In life sciences, the same web of self-interests that holds the enterprise together constantly threatens to tarnish it. Academic researchers want tenure and funding; the medical journals want to keep their citation indexes high and their names in the press. The media wants to ramp up circulation; the journalists want a Pulitzer. The biotechnology companies want to survive to the next funding round; the pharmaceutical companies need to sell their drugs. The FDA wants the media, the public, and Congress off its back.
To satisfy these interests, patients’ lives are sometimes jeopardized. It happens when a promising research study is smeared by a scientist so a competitor does not get published. Or when the result of a conflicted study is hyped and the journal, plus the academic institution or company responsible for the research, get prime time visibility. Or when a biotech company shelves a drug candidate because it isn’t sexy enough for its venture backers or might hinder a possible IPO. Or when a pharma company kills a program because it’s just not worth it to deal with the FDA’s stringent requirements for that indication. Or when the FDA bows to pressure, on either end of the spectrum, to clamp down on drug approvals or make drugs more readily available, making decisions that are not always guided by patients’ best interests.
These are all examples of selfishness, some at a small scale, and they are the seeds from which the scandals of the future grow. They happen because in the day-to-day it’s easy to lose sight of the overarching goal of life sciences: to improve patients’ lives.
I will leave you with one last thought: Imagine these collateralized debt obligations had been treated as drugs—or more to the point, if they were treated as drugs are supposed to be treated. Imagine if, as potential new products to be unleashed on the market, the companies that created them first had to submit a voluminous packet to the SEC describing what the CDOs’ “ingredients” were, exactly how they were created, and what population they were geared towards. Imagine if the SEC had then asked these investment firms to spend hundreds of millions of dollars testing them out in market models, and in volunteers, for two or three years. And after that, imagine if the results of all that testing were presented to an independent panel of financial experts and upon any concern that these products might hurt people the SEC denied them from entering the market. I know, I know—what an utterly unrealistic scenario. Yet what a different ending this story might have had.

§ **ACTIVITY 1**
Please repeat the passage on life sciences word for word, starting at "These are all" and ending at "improve patients’ lives.".
§ **ACTIVITY 2**
According to the passage on life sciences, what is the overarching goal of life sciences?
The lines after this are separate material and are not part of the passage on life sciences.

§ **DATA LISTING**
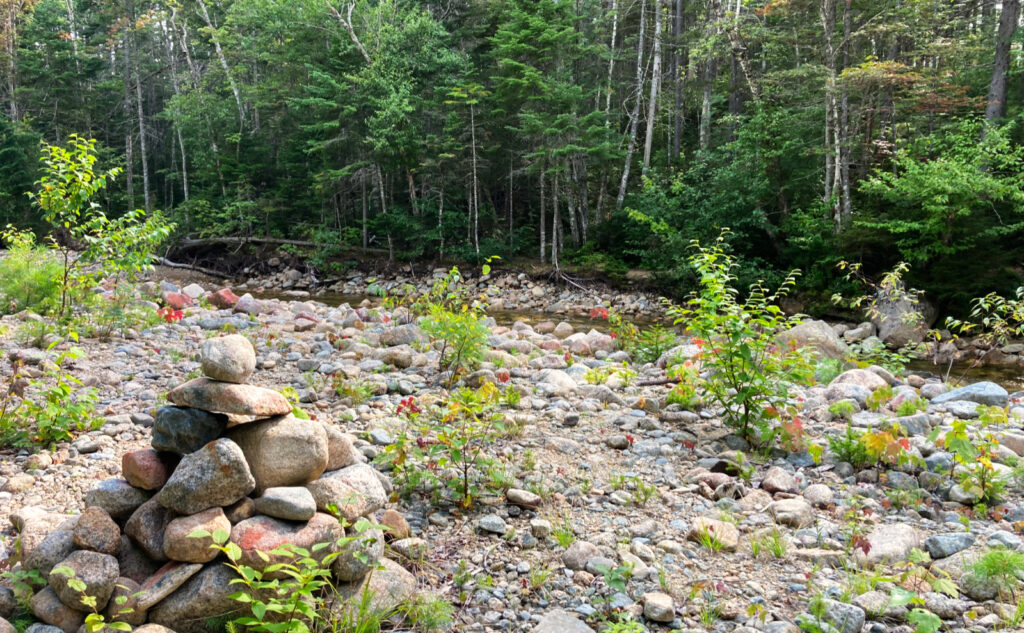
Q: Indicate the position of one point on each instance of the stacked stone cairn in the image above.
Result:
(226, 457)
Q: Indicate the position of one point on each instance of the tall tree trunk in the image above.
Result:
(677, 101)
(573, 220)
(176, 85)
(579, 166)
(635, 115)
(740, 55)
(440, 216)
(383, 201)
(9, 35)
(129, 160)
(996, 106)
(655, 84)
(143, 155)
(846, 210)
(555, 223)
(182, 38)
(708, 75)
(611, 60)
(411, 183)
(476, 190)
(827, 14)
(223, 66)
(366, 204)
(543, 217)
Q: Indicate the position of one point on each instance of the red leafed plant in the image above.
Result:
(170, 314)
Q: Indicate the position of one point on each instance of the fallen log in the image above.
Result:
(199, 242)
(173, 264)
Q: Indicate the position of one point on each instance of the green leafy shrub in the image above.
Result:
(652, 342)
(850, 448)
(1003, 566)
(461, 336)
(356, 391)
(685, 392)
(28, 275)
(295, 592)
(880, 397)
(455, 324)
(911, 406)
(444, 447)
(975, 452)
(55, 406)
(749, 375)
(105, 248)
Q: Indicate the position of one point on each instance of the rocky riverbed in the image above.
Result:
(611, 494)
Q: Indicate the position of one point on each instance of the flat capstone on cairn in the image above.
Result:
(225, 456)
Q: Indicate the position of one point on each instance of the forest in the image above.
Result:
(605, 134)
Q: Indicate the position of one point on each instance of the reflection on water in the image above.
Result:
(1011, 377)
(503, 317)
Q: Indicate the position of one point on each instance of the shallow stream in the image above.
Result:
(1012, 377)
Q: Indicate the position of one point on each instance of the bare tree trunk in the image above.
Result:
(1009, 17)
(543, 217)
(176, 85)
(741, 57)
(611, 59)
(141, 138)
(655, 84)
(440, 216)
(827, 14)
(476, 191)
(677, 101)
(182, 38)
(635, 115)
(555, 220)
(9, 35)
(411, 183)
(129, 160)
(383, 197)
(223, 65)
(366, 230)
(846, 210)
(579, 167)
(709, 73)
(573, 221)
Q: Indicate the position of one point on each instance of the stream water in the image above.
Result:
---
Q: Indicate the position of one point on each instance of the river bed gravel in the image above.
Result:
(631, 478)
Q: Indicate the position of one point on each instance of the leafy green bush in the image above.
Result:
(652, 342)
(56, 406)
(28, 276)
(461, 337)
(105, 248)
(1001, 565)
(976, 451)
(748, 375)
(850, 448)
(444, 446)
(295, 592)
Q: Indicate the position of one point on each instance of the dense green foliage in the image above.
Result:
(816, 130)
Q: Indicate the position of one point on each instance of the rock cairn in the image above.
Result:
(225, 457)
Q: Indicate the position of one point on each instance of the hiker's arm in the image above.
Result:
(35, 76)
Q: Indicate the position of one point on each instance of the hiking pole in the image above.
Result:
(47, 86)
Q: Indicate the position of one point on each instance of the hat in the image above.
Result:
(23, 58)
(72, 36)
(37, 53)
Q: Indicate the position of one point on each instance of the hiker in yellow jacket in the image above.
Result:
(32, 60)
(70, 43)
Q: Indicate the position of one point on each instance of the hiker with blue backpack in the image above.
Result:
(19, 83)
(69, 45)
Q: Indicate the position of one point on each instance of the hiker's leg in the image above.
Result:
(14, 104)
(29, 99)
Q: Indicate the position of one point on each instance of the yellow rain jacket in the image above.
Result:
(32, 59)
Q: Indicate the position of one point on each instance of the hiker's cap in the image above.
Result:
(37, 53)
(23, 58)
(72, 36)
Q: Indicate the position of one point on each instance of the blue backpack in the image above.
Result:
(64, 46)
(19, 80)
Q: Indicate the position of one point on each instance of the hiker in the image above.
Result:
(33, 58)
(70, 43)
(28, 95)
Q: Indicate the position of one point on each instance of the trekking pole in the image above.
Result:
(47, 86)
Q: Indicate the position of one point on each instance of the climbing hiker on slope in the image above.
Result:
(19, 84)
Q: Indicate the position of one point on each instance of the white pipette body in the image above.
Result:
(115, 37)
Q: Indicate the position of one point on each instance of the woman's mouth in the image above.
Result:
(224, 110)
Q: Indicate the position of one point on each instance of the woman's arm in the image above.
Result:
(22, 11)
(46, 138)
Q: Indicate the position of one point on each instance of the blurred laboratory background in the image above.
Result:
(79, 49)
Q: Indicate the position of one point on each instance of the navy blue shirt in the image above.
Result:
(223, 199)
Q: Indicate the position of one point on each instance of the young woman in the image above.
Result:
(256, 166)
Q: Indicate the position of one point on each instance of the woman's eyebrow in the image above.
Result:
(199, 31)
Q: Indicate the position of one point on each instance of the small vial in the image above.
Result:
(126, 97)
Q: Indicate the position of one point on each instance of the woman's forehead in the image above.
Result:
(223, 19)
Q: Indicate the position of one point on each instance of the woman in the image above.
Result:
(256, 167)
* * *
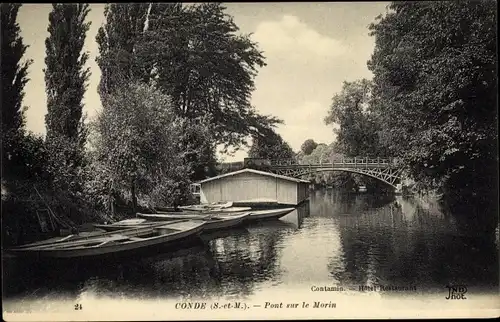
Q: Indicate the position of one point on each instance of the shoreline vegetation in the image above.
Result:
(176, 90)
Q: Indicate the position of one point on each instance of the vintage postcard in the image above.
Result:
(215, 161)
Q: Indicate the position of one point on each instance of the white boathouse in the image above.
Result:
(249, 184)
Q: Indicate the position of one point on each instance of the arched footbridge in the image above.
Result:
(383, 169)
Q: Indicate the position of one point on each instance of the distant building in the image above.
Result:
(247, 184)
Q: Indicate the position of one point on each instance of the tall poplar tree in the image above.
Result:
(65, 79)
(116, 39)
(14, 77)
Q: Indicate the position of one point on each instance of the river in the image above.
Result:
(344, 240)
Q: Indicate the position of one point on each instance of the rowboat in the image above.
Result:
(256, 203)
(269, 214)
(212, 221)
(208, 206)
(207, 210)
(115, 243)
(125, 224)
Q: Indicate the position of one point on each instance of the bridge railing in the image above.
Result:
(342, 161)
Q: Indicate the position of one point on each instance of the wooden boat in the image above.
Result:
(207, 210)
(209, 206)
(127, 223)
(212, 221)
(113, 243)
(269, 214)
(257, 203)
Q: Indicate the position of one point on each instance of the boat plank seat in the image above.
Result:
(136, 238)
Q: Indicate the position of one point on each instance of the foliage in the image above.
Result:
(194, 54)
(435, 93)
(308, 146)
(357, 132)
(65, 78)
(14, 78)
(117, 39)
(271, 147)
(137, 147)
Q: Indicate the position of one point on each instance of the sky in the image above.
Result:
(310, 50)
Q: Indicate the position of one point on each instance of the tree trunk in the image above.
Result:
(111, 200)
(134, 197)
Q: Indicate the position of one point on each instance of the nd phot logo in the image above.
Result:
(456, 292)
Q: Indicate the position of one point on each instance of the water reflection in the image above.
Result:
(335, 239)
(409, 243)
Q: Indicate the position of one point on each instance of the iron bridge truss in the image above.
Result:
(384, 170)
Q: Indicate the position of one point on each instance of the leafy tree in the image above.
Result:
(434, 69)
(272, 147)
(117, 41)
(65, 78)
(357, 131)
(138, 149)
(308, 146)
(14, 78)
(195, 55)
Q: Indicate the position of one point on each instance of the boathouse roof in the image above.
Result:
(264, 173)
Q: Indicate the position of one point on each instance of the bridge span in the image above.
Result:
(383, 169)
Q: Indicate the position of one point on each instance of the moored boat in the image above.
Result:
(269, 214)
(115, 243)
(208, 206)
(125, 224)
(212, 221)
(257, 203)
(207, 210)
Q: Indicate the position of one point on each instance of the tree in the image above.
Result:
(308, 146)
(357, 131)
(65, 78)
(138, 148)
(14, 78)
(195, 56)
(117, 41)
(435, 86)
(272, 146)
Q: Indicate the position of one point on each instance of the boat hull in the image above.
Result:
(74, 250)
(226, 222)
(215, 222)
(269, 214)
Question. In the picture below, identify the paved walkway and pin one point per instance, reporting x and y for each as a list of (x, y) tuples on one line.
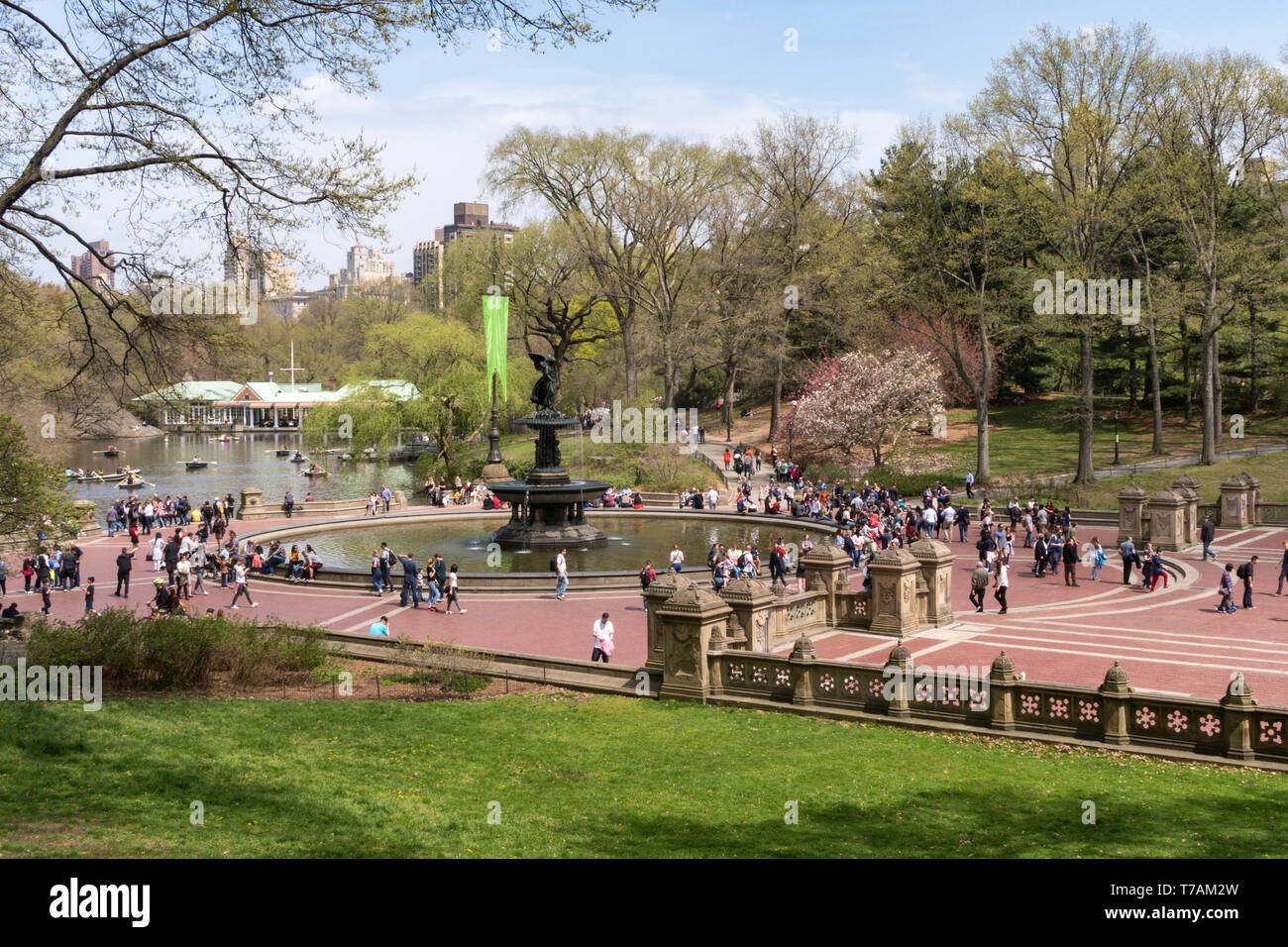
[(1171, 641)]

§ **ANSWER BOX 1**
These are all examples of selfishness, some at a small scale, and they are the seeds from which the scandals of the future grow. They happen because in the day-to-day it’s easy to lose sight of the overarching goal of life sciences: to improve patients’ lives.

§ **ANSWER BOX 2**
To improve patients' lives.